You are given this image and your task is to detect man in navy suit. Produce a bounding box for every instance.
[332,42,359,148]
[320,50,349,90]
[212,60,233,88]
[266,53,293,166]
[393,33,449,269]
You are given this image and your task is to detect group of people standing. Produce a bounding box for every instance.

####

*Activity*
Could you retype every record above exactly as written?

*Task solution*
You are given this image and your task is to detect man in navy suit. Produce a bounding box for every instance.
[332,42,359,148]
[320,50,349,90]
[212,60,233,88]
[266,53,293,166]
[393,33,449,269]
You are given this image and your task is to detect group of people standing. Produce a bounding box for every instance.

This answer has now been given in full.